I will say that's helped by the fact that the narrative is super aware of that fact, rather than it just being a background element of the world. I have a lot of thoughts actually about the way this has been framed by other folks versus how the narrative plays out, but it's a really compelling narrative and I'm definitely lookin forward to the sequel!

This is a really interesting text exploring women and the costs to women (the violence against women) inherent in shifts to capitalism, primarily in Europe (which we'll hit on later.) Federici is drawing together a LOT here, and in some cases, drawing together vast bodies of literature that don't speak very much to each other. In some cases, I was left wondering if her reach was too broad here, because I wasn't sure it all came together. At the beginning of the book, she discussed how, rather than focus on the titular Caliban, she was going to focus on the witch, but for me, the focus on European women overwhelmed the mentions of indigenous or African women, and how colonization deeply shaped not just developments of capitalism in Europe, but also ideas about womanhood more generally. Federici gestures at it sometimes, and works really hard to claim that poor women are demonized before colonization happens, but I'm not sure she really gives the claim as much weight or engages with it as much (especially thinking about African women and reproductive capacity, etc. etc.)

- Your goal
Return the full text of the book reviews above word for word, without any changes.

- Data for review
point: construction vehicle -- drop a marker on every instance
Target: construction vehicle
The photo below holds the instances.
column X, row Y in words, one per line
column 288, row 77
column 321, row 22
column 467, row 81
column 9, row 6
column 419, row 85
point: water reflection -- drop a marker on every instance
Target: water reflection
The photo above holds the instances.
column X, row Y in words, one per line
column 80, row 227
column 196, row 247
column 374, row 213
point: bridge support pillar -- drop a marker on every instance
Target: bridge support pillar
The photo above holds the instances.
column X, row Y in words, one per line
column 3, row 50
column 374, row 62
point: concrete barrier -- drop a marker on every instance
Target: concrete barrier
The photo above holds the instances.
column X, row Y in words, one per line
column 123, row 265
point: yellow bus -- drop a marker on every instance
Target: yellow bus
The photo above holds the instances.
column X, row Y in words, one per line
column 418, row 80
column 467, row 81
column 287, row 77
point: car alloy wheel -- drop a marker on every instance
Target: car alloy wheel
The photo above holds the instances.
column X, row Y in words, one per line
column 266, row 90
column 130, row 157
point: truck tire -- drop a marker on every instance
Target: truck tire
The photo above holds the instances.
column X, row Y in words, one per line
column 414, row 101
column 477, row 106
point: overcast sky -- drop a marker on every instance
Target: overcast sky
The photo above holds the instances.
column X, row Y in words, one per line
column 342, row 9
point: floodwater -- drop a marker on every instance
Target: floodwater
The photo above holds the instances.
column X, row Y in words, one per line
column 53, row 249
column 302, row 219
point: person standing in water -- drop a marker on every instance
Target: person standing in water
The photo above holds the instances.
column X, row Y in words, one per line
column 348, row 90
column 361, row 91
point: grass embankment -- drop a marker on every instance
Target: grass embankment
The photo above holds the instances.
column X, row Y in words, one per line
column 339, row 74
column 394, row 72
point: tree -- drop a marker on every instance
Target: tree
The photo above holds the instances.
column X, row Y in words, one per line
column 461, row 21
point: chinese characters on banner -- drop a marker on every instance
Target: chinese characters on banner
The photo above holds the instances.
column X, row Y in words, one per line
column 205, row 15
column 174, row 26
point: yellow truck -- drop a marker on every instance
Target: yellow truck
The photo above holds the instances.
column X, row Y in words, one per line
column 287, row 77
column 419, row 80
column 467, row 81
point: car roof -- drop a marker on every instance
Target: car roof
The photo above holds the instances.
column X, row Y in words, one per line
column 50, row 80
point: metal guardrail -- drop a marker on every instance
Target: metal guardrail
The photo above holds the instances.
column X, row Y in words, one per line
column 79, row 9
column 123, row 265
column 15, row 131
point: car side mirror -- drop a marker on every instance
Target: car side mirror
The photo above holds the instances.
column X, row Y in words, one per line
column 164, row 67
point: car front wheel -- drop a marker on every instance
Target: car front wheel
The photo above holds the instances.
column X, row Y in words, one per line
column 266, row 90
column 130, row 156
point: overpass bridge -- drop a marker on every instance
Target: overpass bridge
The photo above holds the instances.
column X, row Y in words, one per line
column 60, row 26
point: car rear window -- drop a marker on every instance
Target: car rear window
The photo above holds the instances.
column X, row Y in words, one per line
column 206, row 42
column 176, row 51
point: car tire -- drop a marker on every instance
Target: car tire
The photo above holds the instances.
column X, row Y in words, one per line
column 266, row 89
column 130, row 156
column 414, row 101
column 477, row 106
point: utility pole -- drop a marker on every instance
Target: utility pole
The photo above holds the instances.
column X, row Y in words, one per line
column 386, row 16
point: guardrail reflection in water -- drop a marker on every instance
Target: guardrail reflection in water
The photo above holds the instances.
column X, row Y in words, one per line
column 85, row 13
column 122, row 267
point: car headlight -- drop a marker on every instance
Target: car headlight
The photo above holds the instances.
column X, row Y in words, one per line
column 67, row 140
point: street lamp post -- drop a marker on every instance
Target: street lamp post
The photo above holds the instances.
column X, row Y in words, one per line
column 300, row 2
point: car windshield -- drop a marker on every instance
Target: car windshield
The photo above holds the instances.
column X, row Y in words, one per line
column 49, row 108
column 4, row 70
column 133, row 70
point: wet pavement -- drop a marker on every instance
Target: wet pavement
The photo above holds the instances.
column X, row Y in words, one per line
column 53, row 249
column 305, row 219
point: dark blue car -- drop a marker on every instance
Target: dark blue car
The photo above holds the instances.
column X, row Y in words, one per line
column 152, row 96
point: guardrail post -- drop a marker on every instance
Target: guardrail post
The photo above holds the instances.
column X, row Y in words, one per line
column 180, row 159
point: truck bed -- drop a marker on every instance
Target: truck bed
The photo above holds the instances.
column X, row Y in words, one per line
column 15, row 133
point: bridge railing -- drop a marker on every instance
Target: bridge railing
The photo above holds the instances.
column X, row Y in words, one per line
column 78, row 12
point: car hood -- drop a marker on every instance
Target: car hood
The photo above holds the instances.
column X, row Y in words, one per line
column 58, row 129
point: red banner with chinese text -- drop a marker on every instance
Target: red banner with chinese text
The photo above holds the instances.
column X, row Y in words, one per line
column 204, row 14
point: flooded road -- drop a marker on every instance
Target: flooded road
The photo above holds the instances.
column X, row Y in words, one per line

- The completed task
I will say that's helped by the fact that the narrative is super aware of that fact, rather than it just being a background element of the world. I have a lot of thoughts actually about the way this has been framed by other folks versus how the narrative plays out, but it's a really compelling narrative and I'm definitely lookin forward to the sequel!

This is a really interesting text exploring women and the costs to women (the violence against women) inherent in shifts to capitalism, primarily in Europe (which we'll hit on later.) Federici is drawing together a LOT here, and in some cases, drawing together vast bodies of literature that don't speak very much to each other. In some cases, I was left wondering if her reach was too broad here, because I wasn't sure it all came together. At the beginning of the book, she discussed how, rather than focus on the titular Caliban, she was going to focus on the witch, but for me, the focus on European women overwhelmed the mentions of indigenous or African women, and how colonization deeply shaped not just developments of capitalism in Europe, but also ideas about womanhood more generally. Federici gestures at it sometimes, and works really hard to claim that poor women are demonized before colonization happens, but I'm not sure she really gives the claim as much weight or engages with it as much (especially thinking about African women and reproductive capacity, etc. etc.)